## REQUIRED TASK
Count how many lines in the records contain the string "sign". Reply with that number only.

## Region labeling records
::::::::
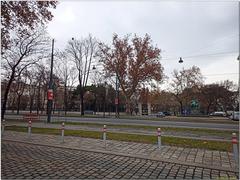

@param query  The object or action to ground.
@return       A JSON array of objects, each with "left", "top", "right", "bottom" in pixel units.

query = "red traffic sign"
[{"left": 48, "top": 89, "right": 53, "bottom": 100}]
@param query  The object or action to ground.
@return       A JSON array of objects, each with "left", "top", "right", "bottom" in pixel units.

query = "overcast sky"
[{"left": 48, "top": 0, "right": 239, "bottom": 88}]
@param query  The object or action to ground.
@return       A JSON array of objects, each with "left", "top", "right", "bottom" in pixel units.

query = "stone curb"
[{"left": 2, "top": 138, "right": 239, "bottom": 172}]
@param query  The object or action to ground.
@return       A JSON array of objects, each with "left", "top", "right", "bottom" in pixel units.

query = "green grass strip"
[
  {"left": 6, "top": 126, "right": 232, "bottom": 151},
  {"left": 52, "top": 122, "right": 238, "bottom": 137}
]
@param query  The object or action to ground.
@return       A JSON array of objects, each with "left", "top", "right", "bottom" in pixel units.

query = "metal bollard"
[
  {"left": 2, "top": 119, "right": 5, "bottom": 136},
  {"left": 103, "top": 125, "right": 107, "bottom": 149},
  {"left": 157, "top": 128, "right": 162, "bottom": 149},
  {"left": 62, "top": 123, "right": 64, "bottom": 143},
  {"left": 232, "top": 133, "right": 239, "bottom": 167},
  {"left": 28, "top": 120, "right": 32, "bottom": 138}
]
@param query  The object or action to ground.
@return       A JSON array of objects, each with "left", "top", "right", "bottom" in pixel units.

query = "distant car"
[
  {"left": 229, "top": 112, "right": 239, "bottom": 121},
  {"left": 209, "top": 111, "right": 226, "bottom": 117},
  {"left": 156, "top": 112, "right": 165, "bottom": 117}
]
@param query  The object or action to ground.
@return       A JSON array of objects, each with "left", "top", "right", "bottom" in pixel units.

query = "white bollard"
[
  {"left": 28, "top": 120, "right": 32, "bottom": 138},
  {"left": 157, "top": 128, "right": 162, "bottom": 149},
  {"left": 232, "top": 133, "right": 239, "bottom": 168},
  {"left": 2, "top": 119, "right": 5, "bottom": 136},
  {"left": 62, "top": 123, "right": 64, "bottom": 143},
  {"left": 103, "top": 125, "right": 107, "bottom": 149}
]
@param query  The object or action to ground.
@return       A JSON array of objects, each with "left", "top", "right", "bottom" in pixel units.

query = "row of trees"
[{"left": 1, "top": 1, "right": 237, "bottom": 118}]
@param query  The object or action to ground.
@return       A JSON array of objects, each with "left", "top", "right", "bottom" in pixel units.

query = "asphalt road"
[
  {"left": 1, "top": 141, "right": 238, "bottom": 179},
  {"left": 5, "top": 115, "right": 239, "bottom": 131}
]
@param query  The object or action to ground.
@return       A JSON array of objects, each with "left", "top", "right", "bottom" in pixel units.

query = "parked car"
[
  {"left": 209, "top": 111, "right": 226, "bottom": 117},
  {"left": 156, "top": 112, "right": 165, "bottom": 117},
  {"left": 229, "top": 112, "right": 239, "bottom": 121}
]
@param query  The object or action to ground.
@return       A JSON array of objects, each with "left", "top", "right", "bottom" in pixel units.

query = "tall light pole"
[
  {"left": 238, "top": 2, "right": 240, "bottom": 116},
  {"left": 47, "top": 39, "right": 54, "bottom": 123},
  {"left": 115, "top": 71, "right": 119, "bottom": 118}
]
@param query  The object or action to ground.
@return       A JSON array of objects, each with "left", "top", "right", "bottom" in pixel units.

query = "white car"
[{"left": 229, "top": 112, "right": 239, "bottom": 120}]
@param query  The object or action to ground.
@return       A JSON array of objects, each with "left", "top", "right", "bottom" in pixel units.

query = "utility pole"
[{"left": 47, "top": 39, "right": 54, "bottom": 123}]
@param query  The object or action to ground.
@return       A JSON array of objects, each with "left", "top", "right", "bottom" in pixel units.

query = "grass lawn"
[{"left": 5, "top": 126, "right": 232, "bottom": 151}]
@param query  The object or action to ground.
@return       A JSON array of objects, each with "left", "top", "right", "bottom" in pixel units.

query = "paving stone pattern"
[
  {"left": 3, "top": 131, "right": 236, "bottom": 170},
  {"left": 7, "top": 121, "right": 232, "bottom": 141},
  {"left": 1, "top": 141, "right": 237, "bottom": 179}
]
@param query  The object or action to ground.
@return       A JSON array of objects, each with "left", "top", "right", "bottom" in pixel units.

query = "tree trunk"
[
  {"left": 37, "top": 80, "right": 41, "bottom": 115},
  {"left": 80, "top": 91, "right": 84, "bottom": 116},
  {"left": 126, "top": 99, "right": 131, "bottom": 114},
  {"left": 17, "top": 95, "right": 21, "bottom": 114},
  {"left": 30, "top": 87, "right": 35, "bottom": 113},
  {"left": 1, "top": 70, "right": 15, "bottom": 119},
  {"left": 179, "top": 101, "right": 183, "bottom": 115}
]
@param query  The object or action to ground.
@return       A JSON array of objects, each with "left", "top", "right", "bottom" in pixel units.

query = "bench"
[{"left": 23, "top": 113, "right": 39, "bottom": 121}]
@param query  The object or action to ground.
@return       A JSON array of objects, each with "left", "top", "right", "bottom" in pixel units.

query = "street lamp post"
[
  {"left": 47, "top": 39, "right": 54, "bottom": 123},
  {"left": 103, "top": 82, "right": 107, "bottom": 118},
  {"left": 115, "top": 71, "right": 119, "bottom": 118}
]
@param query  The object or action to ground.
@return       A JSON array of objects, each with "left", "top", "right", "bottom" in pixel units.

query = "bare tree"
[
  {"left": 66, "top": 35, "right": 97, "bottom": 115},
  {"left": 1, "top": 28, "right": 49, "bottom": 119},
  {"left": 54, "top": 51, "right": 77, "bottom": 115},
  {"left": 170, "top": 66, "right": 203, "bottom": 113},
  {"left": 16, "top": 72, "right": 27, "bottom": 114},
  {"left": 98, "top": 34, "right": 164, "bottom": 113}
]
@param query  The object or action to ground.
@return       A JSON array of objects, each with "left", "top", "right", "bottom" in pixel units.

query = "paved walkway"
[
  {"left": 2, "top": 131, "right": 237, "bottom": 172},
  {"left": 7, "top": 121, "right": 232, "bottom": 142},
  {"left": 1, "top": 141, "right": 239, "bottom": 180}
]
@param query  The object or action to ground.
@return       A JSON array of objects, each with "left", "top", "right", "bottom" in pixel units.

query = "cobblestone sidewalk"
[
  {"left": 2, "top": 131, "right": 237, "bottom": 171},
  {"left": 7, "top": 121, "right": 232, "bottom": 142}
]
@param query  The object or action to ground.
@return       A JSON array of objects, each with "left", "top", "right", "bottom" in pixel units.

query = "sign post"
[{"left": 62, "top": 122, "right": 65, "bottom": 143}]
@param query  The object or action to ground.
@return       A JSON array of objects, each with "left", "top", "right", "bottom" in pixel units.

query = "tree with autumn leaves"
[{"left": 98, "top": 34, "right": 163, "bottom": 113}]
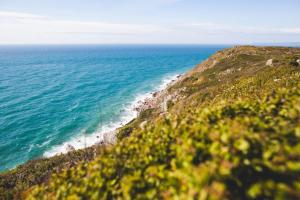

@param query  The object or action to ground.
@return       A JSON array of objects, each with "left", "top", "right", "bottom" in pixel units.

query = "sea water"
[{"left": 0, "top": 45, "right": 225, "bottom": 171}]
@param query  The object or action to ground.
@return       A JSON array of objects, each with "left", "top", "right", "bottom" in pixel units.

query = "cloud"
[
  {"left": 184, "top": 22, "right": 300, "bottom": 34},
  {"left": 0, "top": 10, "right": 300, "bottom": 44},
  {"left": 0, "top": 11, "right": 45, "bottom": 19},
  {"left": 0, "top": 11, "right": 171, "bottom": 43}
]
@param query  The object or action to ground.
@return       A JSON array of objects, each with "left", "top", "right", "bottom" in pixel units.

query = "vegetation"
[{"left": 0, "top": 46, "right": 300, "bottom": 199}]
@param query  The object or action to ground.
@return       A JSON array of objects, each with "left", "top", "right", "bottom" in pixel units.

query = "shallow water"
[{"left": 0, "top": 45, "right": 225, "bottom": 171}]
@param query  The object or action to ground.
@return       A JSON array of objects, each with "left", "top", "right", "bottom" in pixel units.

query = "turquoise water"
[{"left": 0, "top": 45, "right": 224, "bottom": 171}]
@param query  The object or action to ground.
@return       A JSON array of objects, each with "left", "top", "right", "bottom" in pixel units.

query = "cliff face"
[{"left": 0, "top": 46, "right": 300, "bottom": 199}]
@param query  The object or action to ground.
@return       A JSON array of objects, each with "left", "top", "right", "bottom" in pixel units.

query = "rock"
[
  {"left": 266, "top": 59, "right": 273, "bottom": 66},
  {"left": 67, "top": 144, "right": 75, "bottom": 151}
]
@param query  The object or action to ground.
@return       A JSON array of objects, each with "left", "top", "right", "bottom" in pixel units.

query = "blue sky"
[{"left": 0, "top": 0, "right": 300, "bottom": 44}]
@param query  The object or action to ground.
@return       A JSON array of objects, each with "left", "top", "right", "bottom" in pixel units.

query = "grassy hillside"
[{"left": 0, "top": 46, "right": 300, "bottom": 199}]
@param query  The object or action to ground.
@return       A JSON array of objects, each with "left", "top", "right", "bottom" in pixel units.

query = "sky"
[{"left": 0, "top": 0, "right": 300, "bottom": 44}]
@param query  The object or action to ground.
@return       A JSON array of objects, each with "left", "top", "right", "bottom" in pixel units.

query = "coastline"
[{"left": 43, "top": 73, "right": 183, "bottom": 158}]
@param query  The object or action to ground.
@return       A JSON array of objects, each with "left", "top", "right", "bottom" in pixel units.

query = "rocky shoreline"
[{"left": 134, "top": 74, "right": 183, "bottom": 115}]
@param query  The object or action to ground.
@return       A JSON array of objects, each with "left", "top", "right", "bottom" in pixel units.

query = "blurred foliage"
[{"left": 2, "top": 46, "right": 300, "bottom": 199}]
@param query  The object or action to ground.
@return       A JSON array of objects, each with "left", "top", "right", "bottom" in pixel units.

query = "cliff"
[{"left": 0, "top": 46, "right": 300, "bottom": 199}]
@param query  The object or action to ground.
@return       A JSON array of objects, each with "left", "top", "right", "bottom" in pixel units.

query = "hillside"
[{"left": 0, "top": 46, "right": 300, "bottom": 199}]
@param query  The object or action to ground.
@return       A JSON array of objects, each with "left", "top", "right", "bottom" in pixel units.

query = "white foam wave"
[{"left": 44, "top": 74, "right": 179, "bottom": 157}]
::::::::
## SOLUTION FOR THIS EXERCISE
2